INSTRUCCIONES DE TRABAJO:
Según el fragmento del documento sobre la muerte de David Bowie, ¿qué día salió Blackstar, su último disco? Responde con la fecha, por favor.

Hace cinco años, una noticia sacudió al mundo. David Bowie había muerto. Tenía 69 años y un cáncer descubierto dieciocho meses antes había sido la causa. Eran muy pocos los que sabían que estaba enfermo. Él y su familia habían logrado mantener en secreto la noticia y la agonía evitando curiosos y paparazzis. Dos días antes, el 8 de enero de 2016, el día de su cumpleaños, había salido Blackstar, su último disco. Cuando se supo de su muerte, sus fans todavía estaban rumiando, explorando el álbum.
Blackstar es un disco notable y extraordinario. En términos absolutos. No depende de su apreciación ni las condiciones de salud del músico en su grabación, ni la ocasión de su lanzamiento. Ni su carácter implícito de testamento. Naturalmente, escuchado bajo el prisma de su enfermedad, del conocimiento de que su muerte era inminente, cada track profundiza su impacto.

MATERIAL EXTRAÍDO:
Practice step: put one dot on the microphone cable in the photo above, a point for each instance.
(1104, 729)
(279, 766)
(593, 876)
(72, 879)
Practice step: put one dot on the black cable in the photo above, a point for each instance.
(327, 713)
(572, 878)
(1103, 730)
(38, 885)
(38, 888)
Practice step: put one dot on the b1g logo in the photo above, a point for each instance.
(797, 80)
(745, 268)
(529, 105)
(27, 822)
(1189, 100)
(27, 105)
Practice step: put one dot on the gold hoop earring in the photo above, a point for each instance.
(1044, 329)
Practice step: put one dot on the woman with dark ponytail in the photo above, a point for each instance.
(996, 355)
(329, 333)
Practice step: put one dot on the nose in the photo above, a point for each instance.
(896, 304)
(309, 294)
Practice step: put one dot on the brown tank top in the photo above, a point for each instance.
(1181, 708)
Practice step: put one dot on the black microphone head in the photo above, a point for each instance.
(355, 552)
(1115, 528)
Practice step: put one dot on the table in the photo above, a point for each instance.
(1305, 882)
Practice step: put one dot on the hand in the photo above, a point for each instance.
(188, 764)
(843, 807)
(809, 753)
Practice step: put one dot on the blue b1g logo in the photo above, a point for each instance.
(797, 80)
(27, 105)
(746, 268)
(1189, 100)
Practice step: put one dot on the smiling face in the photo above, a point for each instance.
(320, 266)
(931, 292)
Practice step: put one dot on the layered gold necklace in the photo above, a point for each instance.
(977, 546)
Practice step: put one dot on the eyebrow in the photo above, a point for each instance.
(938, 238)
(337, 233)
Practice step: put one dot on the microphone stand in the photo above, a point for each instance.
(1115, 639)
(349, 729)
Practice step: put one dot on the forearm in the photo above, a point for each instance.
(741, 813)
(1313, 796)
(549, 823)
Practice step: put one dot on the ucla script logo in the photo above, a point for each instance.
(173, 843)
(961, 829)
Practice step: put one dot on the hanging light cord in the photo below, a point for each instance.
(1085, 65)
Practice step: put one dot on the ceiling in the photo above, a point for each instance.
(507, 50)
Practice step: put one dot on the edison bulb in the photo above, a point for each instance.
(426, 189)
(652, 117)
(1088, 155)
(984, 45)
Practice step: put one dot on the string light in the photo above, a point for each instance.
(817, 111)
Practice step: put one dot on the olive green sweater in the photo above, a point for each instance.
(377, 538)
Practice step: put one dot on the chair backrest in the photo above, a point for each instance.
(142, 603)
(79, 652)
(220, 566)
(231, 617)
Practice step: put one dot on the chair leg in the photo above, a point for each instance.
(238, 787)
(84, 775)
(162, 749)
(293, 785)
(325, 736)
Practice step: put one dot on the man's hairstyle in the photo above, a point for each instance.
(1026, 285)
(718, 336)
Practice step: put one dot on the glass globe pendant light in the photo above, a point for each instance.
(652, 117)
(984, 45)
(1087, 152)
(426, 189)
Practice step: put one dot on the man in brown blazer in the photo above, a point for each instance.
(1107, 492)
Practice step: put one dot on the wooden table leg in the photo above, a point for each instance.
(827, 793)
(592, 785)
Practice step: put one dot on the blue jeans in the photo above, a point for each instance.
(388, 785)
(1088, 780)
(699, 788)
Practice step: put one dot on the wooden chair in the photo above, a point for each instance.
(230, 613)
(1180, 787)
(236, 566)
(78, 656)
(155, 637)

SOLUCIÓN:
El 8 de enero de 2016, el día de su cumpleaños.